Extrait =>
----
Illustration par Kamylia Gagné

Les Washings, ou comment les entreprises se moquent de leurs clients

Green, pink et fair washing sont les techniques de vente les plus populaires des entreprises pour valoriser leur image et augmenter leurs ventes. Comprendre les techniques commerciales permet d’être un acheteur averti qui ne se laisse pas influencer par l’image, mais par les actions concrètes posées par les entreprises. L’expert Luc Audebrand, professeur titulaire de la Chaire de leadership en enseignement sur l’engagement social de l’Université Laval, explique le phénomène des washings.

Par Léonie Faucher, rédactrice en chef

Tout d’abord, les washings se caractérisent par des procédés marketing ou de relations publiques qu’utilise une organisation pour se revêtir d’une image de responsabilité. Autant les entreprises que l’administration publique peuvent avoir recours à ces méthodes. Luc Audebrand pense que « malheureusement, en 2019, encore des entreprises utilisent ces vieilles techniques-là. D’un point de vue marketing, ça fonctionne, car le client regarde,
il ne vérifie pas et il se fait avoir. » Le client se fait tromper, car les entreprises dépensent davantage en publicité qu’en véritables actions en faveur de l’environnement et du développement durable. C’est le devoir du client d’aller au bout de l’acte du consommateur en se renseignant sur les méthodes des organisations chez lesquelles il achète.
----
[Données enregistrées]
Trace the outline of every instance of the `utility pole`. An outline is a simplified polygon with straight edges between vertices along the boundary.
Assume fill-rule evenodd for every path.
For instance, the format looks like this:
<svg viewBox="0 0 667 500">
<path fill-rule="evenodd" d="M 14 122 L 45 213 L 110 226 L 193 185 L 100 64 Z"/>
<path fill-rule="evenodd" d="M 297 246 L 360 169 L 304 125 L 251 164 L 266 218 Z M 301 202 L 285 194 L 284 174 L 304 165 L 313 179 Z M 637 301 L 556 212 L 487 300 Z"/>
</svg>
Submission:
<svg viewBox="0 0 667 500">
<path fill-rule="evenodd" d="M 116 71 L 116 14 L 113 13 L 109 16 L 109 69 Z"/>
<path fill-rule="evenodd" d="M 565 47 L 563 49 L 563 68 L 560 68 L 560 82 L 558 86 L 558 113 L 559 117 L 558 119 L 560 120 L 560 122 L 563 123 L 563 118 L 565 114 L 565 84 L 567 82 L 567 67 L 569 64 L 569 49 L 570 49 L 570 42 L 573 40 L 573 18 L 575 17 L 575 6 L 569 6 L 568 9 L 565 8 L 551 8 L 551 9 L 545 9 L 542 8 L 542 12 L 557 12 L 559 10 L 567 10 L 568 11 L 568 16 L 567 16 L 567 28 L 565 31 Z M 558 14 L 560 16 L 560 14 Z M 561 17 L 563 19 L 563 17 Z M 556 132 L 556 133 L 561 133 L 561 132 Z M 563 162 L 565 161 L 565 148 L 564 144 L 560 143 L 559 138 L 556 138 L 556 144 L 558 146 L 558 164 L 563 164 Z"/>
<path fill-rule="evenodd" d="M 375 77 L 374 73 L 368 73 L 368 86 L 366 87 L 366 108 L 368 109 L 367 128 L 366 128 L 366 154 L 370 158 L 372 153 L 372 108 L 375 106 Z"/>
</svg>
----
Consigne => Citez le passage de l'extrait sur les washings qui va de « Tout d’abord, les » à « lesquelles il achète. », ces deux segments compris. Répondez en vous fondant uniquement sur l'extrait.

Réponse =>
Tout d’abord, les washings se caractérisent par des procédés marketing ou de relations publiques qu’utilise une organisation pour se revêtir d’une image de responsabilité. Autant les entreprises que l’administration publique peuvent avoir recours à ces méthodes. Luc Audebrand pense que « malheureusement, en 2019, encore des entreprises utilisent ces vieilles techniques-là. D’un point de vue marketing, ça fonctionne, car le client regarde,
il ne vérifie pas et il se fait avoir. » Le client se fait tromper, car les entreprises dépensent davantage en publicité qu’en véritables actions en faveur de l’environnement et du développement durable. C’est le devoir du client d’aller au bout de l’acte du consommateur en se renseignant sur les méthodes des organisations chez lesquelles il achète.